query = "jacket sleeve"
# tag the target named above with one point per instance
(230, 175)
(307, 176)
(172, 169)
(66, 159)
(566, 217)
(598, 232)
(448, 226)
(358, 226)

INSTRUCTIONS FOR THE TASK:
Shift every coordinate in the answers by -63, and write out all of the records again in full with their requests included.

TASK OUTPUT:
query = "jacket sleeve"
# tag the target named above with one point per instance
(167, 112)
(244, 113)
(109, 106)
(3, 96)
(503, 154)
(535, 169)
(385, 163)
(295, 163)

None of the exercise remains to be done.